YOUR OBJECTIVE: Across all the records, filter for lines with the word "instance" and copy them.

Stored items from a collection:
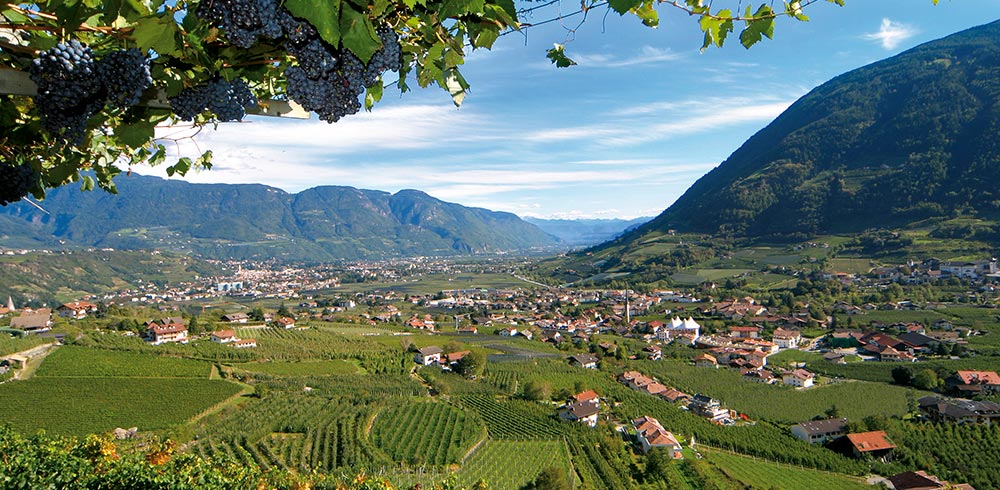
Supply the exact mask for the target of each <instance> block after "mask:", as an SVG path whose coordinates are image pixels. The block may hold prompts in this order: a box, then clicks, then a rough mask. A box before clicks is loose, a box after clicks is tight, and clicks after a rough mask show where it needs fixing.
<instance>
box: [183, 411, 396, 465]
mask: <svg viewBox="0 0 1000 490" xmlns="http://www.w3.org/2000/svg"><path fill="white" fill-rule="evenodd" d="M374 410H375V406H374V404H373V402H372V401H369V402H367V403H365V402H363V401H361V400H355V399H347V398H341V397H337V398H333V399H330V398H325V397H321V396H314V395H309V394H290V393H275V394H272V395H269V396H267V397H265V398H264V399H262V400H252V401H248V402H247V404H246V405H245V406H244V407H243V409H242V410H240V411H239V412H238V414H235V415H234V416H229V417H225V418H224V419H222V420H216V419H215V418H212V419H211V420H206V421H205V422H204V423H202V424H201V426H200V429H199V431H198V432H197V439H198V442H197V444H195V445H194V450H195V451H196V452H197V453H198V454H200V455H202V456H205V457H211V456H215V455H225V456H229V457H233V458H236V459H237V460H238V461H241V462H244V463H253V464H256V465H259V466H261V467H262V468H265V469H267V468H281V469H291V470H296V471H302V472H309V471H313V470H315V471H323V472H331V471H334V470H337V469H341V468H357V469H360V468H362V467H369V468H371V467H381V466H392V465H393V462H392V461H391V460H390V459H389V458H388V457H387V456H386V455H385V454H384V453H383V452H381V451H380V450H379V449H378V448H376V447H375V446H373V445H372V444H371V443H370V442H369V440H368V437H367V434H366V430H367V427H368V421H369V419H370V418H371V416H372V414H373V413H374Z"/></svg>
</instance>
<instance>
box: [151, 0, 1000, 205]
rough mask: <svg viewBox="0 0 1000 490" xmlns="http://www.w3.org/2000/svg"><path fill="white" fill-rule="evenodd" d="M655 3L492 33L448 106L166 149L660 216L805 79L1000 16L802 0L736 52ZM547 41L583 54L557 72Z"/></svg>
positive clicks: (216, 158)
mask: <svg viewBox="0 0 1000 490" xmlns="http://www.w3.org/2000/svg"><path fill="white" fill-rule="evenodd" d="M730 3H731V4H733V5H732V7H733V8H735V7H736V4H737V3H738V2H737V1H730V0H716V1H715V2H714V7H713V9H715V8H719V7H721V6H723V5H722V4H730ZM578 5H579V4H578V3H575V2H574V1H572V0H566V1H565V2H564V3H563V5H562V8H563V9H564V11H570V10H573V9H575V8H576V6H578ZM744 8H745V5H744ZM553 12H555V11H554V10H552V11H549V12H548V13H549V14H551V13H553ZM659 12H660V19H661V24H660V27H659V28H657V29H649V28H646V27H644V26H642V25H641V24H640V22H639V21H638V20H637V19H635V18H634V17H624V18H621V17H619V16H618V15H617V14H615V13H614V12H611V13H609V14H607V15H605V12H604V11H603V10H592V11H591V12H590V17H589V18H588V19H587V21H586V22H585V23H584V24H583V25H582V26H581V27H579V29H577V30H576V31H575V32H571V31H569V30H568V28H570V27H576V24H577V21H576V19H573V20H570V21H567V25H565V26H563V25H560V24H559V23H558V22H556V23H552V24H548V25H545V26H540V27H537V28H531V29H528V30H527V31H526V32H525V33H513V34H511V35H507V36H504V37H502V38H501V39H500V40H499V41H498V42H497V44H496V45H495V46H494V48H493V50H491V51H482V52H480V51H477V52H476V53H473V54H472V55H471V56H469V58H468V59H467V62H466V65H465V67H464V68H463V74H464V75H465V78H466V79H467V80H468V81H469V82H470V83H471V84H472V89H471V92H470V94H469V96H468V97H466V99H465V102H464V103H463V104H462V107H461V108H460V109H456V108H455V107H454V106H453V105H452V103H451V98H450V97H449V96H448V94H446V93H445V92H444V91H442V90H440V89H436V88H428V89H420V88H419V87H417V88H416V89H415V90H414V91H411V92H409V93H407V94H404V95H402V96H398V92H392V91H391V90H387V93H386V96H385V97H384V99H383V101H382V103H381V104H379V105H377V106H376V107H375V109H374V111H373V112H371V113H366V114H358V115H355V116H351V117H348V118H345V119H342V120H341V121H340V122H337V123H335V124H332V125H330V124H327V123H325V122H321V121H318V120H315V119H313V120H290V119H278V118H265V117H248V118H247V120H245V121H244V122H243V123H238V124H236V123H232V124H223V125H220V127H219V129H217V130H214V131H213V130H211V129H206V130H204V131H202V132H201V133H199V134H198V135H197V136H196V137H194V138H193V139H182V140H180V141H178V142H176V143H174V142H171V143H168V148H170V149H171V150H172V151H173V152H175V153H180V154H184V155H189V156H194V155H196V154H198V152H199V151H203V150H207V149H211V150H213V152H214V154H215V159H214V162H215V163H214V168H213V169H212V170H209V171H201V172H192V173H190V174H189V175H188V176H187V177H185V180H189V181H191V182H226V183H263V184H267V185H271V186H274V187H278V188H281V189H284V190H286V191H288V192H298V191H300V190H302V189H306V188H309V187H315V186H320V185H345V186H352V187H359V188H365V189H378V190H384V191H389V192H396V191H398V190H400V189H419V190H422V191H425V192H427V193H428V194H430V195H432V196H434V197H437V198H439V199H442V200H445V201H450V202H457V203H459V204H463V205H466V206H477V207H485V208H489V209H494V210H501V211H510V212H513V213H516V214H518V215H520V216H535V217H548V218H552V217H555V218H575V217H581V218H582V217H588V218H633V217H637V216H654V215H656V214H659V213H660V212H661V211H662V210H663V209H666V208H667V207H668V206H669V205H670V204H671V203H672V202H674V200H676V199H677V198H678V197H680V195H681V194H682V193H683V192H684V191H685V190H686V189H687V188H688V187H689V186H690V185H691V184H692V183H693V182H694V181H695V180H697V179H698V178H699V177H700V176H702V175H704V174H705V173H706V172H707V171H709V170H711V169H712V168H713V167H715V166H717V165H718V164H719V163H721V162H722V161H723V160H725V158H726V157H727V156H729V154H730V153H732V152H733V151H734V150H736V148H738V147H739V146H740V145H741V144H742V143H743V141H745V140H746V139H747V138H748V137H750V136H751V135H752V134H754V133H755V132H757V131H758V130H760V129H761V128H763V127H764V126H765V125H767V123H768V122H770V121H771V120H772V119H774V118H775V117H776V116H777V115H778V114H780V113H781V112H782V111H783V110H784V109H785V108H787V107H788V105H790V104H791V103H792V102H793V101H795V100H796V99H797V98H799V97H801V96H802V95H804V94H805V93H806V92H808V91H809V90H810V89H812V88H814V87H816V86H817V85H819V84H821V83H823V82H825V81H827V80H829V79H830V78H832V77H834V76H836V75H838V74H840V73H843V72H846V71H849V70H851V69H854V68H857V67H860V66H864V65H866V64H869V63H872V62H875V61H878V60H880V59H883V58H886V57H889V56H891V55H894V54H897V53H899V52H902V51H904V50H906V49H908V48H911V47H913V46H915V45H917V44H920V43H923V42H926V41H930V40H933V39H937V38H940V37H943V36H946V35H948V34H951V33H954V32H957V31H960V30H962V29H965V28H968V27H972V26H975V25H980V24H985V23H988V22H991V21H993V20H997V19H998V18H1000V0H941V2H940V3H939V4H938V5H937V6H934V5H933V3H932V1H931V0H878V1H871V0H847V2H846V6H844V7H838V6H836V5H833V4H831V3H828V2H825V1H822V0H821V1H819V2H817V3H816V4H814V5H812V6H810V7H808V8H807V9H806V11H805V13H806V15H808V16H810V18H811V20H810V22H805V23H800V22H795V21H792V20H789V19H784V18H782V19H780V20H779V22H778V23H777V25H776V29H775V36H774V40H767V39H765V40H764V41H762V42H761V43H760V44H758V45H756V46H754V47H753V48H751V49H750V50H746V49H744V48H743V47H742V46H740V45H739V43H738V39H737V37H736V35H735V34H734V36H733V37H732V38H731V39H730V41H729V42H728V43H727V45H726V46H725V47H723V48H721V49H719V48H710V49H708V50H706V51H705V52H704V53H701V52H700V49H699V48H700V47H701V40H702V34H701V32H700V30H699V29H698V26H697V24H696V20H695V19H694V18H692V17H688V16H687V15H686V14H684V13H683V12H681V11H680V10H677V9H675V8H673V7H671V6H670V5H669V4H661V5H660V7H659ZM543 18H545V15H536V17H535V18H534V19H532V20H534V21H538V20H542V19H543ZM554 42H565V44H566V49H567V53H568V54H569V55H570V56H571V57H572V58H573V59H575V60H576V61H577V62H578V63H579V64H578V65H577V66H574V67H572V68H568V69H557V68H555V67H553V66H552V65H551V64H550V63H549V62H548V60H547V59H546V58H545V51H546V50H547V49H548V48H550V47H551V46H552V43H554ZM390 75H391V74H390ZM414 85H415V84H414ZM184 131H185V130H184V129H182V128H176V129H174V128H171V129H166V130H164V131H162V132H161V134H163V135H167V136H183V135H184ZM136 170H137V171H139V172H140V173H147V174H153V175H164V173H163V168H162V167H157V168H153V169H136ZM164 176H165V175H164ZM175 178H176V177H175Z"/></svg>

YOUR RESPONSE:
Supply the exact mask for the target of each <instance> block after "mask:", as an SVG path whose coordinates are image pixels. The block may hold prompts in this order: a box, then clicks, then a rough mask. A box before clicks is loose, a box after clicks is tight, and clicks after a rough mask show where it needs fixing.
<instance>
</instance>
<instance>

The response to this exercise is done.